* [SET EXERCISE]: Count the lines in the entries below that contain the string "front", and reply with the number only.

Records from a dataset:
....
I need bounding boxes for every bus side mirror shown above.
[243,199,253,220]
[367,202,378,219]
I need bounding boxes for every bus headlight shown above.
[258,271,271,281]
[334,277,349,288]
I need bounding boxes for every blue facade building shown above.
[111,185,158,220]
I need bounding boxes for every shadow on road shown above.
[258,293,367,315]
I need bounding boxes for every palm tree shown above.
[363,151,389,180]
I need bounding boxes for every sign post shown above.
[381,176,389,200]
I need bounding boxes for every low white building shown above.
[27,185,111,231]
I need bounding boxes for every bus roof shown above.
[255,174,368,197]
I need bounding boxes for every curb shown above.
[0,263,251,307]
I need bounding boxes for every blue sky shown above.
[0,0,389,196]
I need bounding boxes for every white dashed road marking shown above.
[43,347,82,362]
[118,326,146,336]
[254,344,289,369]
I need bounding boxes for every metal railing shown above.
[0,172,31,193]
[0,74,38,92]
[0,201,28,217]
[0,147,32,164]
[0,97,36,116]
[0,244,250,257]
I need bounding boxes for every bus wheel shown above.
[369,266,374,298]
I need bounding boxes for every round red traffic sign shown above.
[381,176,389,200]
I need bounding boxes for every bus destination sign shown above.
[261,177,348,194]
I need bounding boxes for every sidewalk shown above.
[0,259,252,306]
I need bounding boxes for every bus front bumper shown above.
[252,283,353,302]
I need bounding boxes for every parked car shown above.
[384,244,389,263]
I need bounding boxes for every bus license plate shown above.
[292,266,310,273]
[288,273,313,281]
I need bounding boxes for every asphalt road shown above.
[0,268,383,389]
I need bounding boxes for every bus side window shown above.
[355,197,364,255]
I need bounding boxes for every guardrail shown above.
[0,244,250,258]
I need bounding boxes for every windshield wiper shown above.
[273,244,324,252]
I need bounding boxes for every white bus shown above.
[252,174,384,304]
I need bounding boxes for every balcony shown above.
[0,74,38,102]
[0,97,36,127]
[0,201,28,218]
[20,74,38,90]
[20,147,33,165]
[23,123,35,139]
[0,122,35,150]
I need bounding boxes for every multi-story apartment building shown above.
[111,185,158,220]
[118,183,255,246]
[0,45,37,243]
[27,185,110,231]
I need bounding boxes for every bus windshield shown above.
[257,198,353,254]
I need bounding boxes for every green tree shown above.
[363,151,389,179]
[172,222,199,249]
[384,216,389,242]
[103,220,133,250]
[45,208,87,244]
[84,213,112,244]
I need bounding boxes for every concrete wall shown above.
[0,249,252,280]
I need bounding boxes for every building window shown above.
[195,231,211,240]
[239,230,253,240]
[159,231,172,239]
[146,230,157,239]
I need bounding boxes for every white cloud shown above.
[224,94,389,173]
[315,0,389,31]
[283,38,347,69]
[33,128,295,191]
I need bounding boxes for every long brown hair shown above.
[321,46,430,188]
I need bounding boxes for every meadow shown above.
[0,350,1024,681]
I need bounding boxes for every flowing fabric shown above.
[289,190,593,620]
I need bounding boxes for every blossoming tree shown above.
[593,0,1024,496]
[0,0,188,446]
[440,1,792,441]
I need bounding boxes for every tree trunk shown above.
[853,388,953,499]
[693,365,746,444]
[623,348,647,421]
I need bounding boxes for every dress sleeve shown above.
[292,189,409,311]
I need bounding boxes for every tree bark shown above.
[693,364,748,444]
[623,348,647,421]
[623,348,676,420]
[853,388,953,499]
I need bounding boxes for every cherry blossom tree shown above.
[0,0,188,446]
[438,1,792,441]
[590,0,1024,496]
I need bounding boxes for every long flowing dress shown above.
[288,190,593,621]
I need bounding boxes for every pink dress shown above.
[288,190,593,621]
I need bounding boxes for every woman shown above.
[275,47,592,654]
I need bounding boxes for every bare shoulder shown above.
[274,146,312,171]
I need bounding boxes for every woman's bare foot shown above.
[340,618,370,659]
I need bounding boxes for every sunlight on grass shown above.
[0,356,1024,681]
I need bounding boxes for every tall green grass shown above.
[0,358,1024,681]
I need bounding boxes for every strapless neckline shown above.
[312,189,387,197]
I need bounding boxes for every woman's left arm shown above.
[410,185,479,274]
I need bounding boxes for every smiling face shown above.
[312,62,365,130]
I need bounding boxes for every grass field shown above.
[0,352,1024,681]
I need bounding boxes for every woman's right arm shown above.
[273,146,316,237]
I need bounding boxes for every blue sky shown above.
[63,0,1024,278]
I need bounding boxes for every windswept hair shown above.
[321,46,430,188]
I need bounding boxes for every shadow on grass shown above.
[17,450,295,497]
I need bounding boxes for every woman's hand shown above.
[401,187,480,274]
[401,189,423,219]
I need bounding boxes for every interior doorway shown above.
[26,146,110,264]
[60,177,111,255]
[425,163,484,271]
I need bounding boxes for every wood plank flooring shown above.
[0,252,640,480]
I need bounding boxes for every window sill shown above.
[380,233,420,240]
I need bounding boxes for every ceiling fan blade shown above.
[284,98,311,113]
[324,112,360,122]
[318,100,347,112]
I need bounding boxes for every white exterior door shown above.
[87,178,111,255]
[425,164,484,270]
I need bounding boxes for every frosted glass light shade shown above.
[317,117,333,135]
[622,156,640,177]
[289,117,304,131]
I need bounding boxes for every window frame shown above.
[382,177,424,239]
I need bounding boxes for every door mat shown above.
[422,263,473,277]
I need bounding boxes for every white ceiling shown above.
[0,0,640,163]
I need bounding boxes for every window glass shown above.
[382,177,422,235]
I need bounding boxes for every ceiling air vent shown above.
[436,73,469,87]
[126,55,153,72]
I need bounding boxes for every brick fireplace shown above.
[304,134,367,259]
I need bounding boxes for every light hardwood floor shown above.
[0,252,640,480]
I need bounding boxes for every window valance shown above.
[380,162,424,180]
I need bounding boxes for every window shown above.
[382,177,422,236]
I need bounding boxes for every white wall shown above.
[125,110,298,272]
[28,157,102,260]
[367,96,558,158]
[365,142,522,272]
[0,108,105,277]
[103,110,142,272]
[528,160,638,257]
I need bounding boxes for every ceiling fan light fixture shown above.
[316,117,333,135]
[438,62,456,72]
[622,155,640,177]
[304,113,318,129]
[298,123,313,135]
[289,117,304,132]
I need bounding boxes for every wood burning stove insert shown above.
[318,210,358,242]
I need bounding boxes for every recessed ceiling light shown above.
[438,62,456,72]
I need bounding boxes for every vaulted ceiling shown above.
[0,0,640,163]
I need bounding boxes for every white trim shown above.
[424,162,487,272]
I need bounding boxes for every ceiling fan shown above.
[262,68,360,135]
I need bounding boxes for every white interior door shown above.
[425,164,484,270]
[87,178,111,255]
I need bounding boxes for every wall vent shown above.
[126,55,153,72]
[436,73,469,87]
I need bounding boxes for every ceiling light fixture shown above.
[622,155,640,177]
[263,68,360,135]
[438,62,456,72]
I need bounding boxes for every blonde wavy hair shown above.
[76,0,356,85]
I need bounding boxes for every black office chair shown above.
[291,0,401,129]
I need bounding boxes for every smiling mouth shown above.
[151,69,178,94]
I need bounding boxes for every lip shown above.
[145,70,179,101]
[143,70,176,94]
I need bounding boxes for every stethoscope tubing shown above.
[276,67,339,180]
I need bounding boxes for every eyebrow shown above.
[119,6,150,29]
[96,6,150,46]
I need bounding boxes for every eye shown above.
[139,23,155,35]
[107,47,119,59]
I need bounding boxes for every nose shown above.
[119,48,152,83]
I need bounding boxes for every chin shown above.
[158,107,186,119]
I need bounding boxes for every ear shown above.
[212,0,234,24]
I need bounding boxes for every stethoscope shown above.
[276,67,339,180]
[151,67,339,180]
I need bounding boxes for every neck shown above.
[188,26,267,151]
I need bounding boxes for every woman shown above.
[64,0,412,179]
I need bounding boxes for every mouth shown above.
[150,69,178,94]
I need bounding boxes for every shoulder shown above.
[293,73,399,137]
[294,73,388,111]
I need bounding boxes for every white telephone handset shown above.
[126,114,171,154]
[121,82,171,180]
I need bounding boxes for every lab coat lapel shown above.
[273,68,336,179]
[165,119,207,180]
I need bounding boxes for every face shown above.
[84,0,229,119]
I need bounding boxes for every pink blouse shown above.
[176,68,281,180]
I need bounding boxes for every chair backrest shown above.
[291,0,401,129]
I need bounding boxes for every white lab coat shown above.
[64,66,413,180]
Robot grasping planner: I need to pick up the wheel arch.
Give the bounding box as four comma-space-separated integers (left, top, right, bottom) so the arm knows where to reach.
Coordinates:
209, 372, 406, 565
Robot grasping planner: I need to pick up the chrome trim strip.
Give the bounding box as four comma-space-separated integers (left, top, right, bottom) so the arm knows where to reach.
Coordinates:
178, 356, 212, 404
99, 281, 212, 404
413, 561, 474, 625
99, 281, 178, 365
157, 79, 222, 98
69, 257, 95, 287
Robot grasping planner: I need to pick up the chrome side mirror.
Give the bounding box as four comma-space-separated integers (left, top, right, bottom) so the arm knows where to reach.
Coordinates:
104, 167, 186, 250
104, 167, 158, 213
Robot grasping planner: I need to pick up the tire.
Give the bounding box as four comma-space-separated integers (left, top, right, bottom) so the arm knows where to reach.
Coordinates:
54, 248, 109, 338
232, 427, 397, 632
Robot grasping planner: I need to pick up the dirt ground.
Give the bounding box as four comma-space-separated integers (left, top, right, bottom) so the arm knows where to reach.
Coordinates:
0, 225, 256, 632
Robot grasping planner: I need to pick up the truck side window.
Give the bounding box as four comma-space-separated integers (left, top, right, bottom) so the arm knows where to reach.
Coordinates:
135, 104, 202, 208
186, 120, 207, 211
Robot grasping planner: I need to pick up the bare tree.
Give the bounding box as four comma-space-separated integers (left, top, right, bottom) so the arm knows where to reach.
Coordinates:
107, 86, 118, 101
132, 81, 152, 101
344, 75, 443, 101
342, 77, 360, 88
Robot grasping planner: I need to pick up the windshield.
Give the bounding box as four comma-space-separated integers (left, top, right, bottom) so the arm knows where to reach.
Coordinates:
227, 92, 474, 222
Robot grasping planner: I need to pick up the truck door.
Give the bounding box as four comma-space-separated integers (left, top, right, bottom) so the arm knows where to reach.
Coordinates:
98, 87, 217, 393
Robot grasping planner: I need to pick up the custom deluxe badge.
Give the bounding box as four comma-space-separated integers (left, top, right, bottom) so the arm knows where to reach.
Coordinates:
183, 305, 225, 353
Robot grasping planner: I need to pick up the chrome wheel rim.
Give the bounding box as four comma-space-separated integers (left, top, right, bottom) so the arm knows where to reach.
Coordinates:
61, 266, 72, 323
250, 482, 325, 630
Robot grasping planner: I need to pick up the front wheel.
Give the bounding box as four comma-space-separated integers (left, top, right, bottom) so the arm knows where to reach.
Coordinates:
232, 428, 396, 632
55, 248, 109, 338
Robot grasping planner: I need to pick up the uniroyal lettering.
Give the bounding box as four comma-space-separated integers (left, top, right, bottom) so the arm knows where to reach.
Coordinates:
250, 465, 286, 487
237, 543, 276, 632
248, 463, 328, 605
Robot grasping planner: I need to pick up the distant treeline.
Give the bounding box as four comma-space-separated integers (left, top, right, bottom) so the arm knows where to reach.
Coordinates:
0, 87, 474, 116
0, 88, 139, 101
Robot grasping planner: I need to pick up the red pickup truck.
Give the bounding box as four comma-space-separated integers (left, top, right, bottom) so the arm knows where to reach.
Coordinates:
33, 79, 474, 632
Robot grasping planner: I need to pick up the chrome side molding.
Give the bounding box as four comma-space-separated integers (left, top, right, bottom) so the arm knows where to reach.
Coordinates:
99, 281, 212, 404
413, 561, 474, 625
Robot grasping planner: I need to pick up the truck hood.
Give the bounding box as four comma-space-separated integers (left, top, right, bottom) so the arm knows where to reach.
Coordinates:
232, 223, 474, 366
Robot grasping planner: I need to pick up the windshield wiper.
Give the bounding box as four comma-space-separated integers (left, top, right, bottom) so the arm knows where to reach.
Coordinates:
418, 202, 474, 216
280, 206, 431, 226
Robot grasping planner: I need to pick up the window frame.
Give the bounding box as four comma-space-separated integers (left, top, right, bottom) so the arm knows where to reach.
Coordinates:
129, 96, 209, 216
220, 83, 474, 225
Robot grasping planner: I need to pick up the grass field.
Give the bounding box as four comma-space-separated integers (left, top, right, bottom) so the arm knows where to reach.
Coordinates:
....
* [EXERCISE ANSWER]: 2